[[ Extract to read, beginning ]]

When there is demand we aim to run specialist support groups for children who have a mother in prison, children who have no contact with the parent who is in or has been to prison, and children who have parents who are detained under the mental health act.
Children with a Mother in Prison
Around 17,000 children are separated from their mother every year in the UK due to parental imprisonment. We know that these children are particularly marginalised, even within our groups, because it is far less common to have a mum in prison than a dad. These children face their own set of challenges. They are:
- more likely to live with their grandparents after the imprisonment
- more likely to have had to move from their home, after their mother went to prison
- more likely to have had to move school, after their mother went to prison
- more likely to have to travel for long distances to access a prison visit
This report, “What about me” was written by our board member Sarah Beresford discussed the impact on children when mothers are involved in the criminal justice system.
Children who do not have contact with their parent who is in prison or who has been to prison
For safety reasons many children and young people cannot have contact with a parent when they are in prison, or even after they have been released. This can be incredibly hard as these children often suffer with ‘ambiguous loss’.

[[ Extract to read, end ]]
[[ Data section, beginning ]]

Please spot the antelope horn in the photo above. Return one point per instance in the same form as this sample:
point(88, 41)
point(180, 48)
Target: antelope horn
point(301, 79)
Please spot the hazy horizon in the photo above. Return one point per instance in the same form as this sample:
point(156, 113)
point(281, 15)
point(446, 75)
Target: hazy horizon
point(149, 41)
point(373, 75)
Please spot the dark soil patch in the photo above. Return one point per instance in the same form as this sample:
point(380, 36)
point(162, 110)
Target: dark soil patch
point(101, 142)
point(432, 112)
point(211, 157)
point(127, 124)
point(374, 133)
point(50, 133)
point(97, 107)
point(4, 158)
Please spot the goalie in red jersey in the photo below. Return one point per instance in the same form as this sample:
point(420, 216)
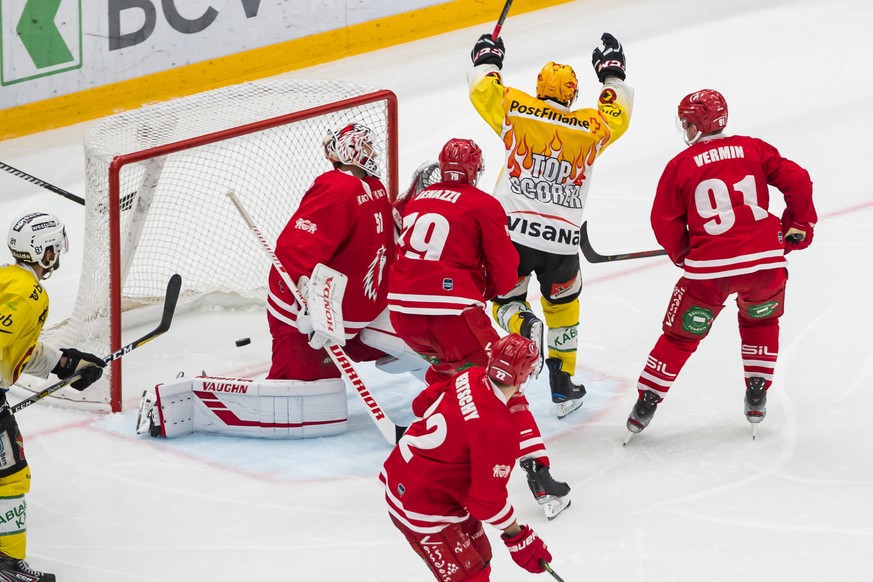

[[ Data section, end ]]

▶ [Task]
Answer these questions from the text on specialist support groups:
1. About how many children in the UK are separated from their mother each year because of parental imprisonment?
2. Who wrote the report "What about me"?
3. What do children who cannot have contact with a parent in or released from prison often suffer with?

▶ [Reply]
1. Around 17,000.
2. Board member Sarah Beresford.
3. 'Ambiguous loss'.